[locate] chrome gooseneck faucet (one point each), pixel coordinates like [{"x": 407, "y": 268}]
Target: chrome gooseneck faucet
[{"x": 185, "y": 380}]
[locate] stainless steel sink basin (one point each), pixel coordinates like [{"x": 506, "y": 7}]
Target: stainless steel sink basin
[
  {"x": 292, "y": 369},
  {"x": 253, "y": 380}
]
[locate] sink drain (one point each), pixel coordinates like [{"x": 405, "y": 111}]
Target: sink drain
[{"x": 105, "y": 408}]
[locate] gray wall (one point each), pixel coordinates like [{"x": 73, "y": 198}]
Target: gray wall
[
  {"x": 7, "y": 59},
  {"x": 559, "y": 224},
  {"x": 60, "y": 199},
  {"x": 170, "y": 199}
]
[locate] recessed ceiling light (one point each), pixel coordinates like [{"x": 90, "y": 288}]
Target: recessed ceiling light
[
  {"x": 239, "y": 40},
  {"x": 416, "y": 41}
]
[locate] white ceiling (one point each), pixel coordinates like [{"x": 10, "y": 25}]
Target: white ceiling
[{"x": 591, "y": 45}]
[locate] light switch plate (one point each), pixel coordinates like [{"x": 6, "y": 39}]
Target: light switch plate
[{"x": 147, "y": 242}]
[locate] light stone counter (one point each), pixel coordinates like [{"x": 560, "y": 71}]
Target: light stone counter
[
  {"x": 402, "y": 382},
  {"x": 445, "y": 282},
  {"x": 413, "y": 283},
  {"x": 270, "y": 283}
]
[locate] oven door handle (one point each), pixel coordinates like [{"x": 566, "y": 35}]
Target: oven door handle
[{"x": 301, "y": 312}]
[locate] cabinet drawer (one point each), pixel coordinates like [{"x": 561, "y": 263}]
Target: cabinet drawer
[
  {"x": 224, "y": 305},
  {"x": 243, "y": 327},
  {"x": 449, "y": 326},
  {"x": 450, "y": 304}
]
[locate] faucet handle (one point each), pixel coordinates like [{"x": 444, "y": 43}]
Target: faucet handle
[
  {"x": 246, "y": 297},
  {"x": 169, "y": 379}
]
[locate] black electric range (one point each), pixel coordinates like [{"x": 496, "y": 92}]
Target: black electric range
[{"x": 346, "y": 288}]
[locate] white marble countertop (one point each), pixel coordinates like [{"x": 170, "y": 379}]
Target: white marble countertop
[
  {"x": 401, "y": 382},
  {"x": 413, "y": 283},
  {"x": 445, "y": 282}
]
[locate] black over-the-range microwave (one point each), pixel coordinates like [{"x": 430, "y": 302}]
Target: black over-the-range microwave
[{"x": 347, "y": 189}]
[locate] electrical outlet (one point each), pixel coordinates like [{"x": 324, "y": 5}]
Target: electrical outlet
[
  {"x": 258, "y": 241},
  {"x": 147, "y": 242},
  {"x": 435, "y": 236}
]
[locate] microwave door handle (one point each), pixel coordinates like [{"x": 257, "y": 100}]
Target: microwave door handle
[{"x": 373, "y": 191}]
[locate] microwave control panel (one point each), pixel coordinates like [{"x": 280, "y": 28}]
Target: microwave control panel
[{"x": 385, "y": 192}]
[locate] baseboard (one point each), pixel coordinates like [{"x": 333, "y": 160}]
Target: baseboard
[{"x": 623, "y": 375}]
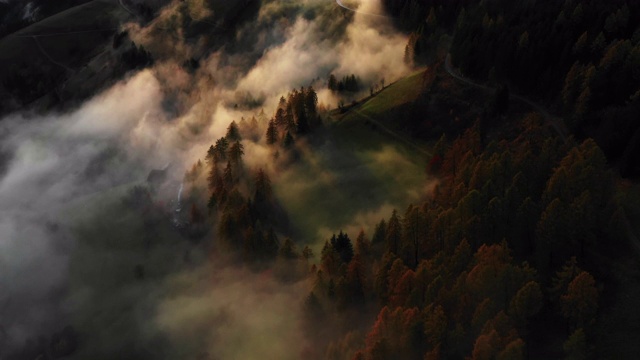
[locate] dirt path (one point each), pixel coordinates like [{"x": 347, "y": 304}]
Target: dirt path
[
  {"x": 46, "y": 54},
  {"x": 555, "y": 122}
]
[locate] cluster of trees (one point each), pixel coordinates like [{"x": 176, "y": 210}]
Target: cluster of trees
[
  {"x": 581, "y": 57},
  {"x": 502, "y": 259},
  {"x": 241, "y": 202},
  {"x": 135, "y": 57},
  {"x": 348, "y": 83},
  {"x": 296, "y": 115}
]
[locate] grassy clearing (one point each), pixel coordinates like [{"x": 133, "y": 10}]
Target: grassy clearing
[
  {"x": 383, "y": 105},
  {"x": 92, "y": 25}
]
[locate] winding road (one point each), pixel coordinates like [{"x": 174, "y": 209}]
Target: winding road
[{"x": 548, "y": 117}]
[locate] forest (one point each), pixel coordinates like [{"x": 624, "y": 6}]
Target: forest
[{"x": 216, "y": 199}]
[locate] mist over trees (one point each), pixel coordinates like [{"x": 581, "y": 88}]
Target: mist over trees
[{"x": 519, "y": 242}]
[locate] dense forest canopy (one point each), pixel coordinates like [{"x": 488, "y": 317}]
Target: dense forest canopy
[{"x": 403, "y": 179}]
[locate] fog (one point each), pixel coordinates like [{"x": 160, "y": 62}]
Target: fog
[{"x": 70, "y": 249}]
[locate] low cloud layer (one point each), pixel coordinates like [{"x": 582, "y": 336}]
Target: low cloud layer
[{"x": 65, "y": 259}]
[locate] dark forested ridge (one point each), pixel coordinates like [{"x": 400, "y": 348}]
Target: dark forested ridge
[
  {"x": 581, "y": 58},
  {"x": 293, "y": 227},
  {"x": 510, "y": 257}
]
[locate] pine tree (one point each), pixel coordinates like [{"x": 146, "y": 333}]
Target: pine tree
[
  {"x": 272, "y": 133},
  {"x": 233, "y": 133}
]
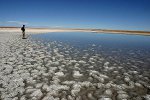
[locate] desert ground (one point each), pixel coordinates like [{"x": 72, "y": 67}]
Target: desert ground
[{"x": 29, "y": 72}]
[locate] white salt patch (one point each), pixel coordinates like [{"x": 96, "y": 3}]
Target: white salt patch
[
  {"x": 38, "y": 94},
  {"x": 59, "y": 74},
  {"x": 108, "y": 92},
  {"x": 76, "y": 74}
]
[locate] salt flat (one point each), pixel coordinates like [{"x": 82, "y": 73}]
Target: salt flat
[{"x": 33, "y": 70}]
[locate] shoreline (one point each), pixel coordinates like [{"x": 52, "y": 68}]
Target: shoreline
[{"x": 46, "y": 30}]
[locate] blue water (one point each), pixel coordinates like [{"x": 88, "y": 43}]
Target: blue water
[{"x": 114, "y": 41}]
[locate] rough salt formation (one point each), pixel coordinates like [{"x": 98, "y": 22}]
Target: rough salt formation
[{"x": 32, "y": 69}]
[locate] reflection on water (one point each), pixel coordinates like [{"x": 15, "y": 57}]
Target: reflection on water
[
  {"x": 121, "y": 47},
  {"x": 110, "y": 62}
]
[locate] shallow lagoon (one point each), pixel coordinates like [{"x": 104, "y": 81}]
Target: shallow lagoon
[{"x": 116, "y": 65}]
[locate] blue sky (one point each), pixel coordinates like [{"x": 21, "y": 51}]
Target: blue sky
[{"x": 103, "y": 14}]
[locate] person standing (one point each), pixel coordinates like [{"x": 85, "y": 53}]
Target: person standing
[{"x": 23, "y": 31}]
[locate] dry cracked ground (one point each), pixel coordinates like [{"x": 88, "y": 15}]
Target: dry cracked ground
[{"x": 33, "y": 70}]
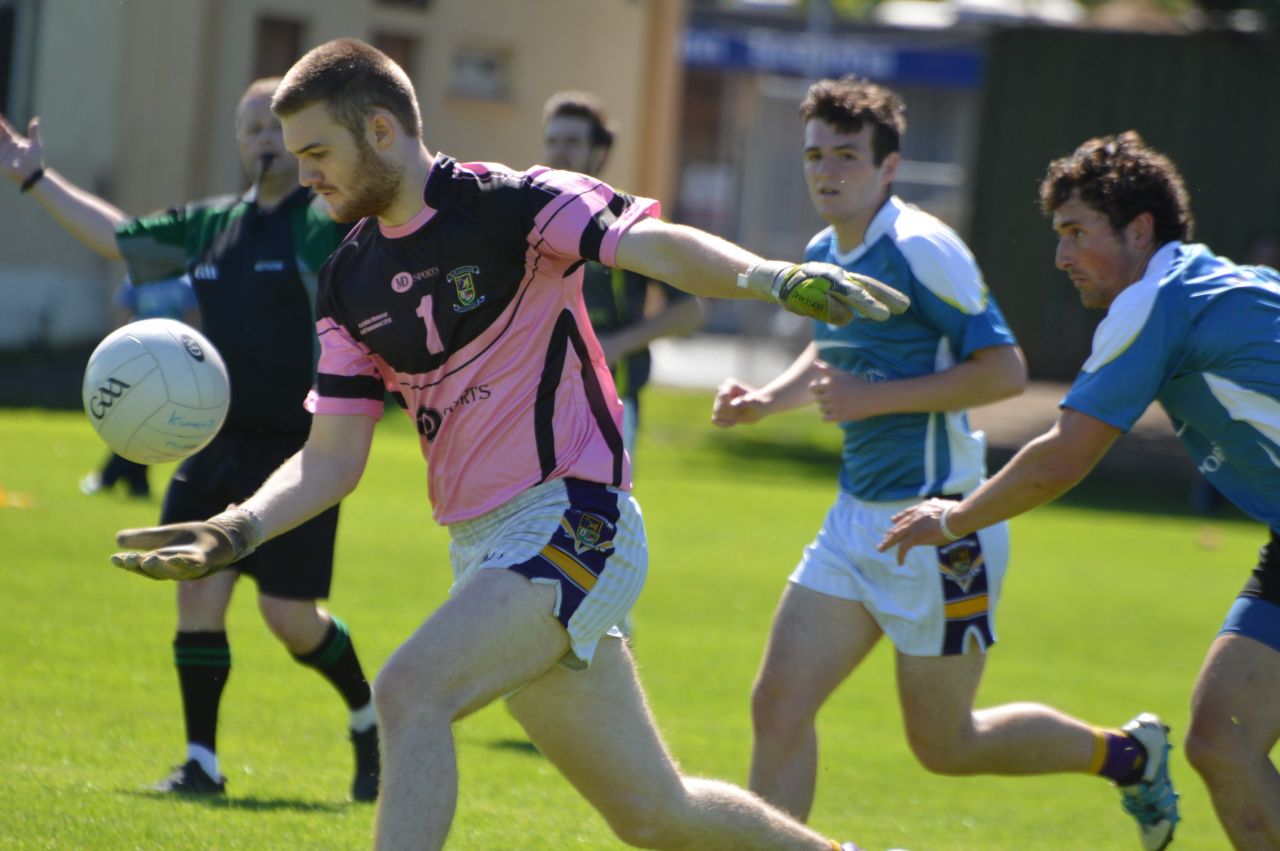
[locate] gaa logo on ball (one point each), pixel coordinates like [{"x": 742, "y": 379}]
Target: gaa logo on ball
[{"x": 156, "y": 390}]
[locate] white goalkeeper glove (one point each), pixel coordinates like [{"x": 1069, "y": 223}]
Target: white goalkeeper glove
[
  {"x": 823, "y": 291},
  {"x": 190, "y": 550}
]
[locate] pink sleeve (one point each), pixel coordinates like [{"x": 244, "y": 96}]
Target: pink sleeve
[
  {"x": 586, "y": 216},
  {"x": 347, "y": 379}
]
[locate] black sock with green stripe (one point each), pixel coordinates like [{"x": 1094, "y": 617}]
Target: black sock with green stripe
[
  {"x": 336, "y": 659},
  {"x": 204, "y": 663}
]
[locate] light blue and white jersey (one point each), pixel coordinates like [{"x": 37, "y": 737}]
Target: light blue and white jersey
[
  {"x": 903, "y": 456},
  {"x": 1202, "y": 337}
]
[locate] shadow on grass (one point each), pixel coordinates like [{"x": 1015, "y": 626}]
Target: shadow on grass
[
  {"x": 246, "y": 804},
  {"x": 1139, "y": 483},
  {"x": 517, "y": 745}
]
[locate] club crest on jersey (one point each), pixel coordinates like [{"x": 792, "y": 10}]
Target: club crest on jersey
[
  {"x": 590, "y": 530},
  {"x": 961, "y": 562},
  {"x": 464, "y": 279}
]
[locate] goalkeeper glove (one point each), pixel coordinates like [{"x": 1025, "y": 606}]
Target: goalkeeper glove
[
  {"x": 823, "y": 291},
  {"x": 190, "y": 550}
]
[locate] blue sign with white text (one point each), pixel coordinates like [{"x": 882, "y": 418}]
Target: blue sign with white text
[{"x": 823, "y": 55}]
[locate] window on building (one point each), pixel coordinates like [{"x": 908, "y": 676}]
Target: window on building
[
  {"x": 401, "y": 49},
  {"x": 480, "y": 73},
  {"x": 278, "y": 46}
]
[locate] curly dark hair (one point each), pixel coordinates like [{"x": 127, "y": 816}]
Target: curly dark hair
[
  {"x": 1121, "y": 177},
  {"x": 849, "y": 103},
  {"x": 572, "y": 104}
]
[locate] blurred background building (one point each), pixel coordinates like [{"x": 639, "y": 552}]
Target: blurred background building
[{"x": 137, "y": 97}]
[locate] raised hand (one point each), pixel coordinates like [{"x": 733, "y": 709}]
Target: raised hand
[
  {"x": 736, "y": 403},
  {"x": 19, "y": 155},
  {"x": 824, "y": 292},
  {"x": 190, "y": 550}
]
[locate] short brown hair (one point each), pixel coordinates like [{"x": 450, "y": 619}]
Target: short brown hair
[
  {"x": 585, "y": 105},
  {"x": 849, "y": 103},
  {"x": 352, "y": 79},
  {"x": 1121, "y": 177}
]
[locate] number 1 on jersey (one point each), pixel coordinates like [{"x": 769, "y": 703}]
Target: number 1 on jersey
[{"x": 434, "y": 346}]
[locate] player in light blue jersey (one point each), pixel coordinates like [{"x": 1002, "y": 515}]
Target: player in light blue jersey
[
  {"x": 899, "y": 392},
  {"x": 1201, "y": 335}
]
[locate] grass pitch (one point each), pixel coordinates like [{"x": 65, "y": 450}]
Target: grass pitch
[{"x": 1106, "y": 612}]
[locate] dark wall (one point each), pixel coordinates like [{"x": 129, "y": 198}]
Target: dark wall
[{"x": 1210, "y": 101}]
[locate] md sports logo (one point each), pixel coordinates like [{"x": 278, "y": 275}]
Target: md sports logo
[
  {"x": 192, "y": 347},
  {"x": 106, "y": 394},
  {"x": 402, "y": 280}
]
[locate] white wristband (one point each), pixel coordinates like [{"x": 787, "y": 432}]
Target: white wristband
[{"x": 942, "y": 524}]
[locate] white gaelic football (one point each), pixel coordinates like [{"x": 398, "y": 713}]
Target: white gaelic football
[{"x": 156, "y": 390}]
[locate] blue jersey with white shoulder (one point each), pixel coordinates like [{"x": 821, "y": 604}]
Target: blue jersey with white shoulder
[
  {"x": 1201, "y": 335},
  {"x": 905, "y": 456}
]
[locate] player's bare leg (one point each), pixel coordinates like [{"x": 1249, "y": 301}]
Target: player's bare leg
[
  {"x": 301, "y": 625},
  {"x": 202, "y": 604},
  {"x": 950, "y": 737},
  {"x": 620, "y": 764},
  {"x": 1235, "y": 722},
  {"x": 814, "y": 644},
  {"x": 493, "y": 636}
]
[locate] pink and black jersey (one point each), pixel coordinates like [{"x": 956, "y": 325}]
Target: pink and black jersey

**EXERCISE DIRECTIONS**
Only the lines from the one with "[locate] grass pitch" through the end of the material are wanted; copy them exactly, both ends included.

**SOLUTION TO THE EXERCISE**
[locate] grass pitch (one point each), pixel coordinates like [{"x": 65, "y": 450}]
Target: grass pitch
[{"x": 1106, "y": 612}]
[locate] dark wall (one point each), pixel coordinates like [{"x": 129, "y": 198}]
Target: dark wall
[{"x": 1210, "y": 101}]
[locate] md sports logo (one point each), pixel coordinates like [{"x": 278, "y": 275}]
Target: md sports logo
[
  {"x": 192, "y": 347},
  {"x": 106, "y": 394},
  {"x": 402, "y": 280}
]
[locate] white wristband (one point each), pixel coordinates like [{"x": 787, "y": 432}]
Target: white wristband
[{"x": 942, "y": 524}]
[locate] white gaelic football (one point each), pixel coordinates like [{"x": 398, "y": 713}]
Target: white gaelic football
[{"x": 156, "y": 390}]
[locate] blue jersey with white shoulder (one point each), pixel coordinates like [{"x": 821, "y": 604}]
Target: blue jersey with white shoulder
[
  {"x": 1201, "y": 335},
  {"x": 905, "y": 456}
]
[locate] player's bare leg (one point each), pixel coordinates like [{"x": 1249, "y": 301}]
Target: player's bare leg
[
  {"x": 301, "y": 625},
  {"x": 202, "y": 604},
  {"x": 950, "y": 737},
  {"x": 620, "y": 764},
  {"x": 1235, "y": 722},
  {"x": 814, "y": 644},
  {"x": 493, "y": 636}
]
[locate] pink and black jersey (one point each), pixel coordinates like [{"x": 956, "y": 325}]
Target: pink and black jersey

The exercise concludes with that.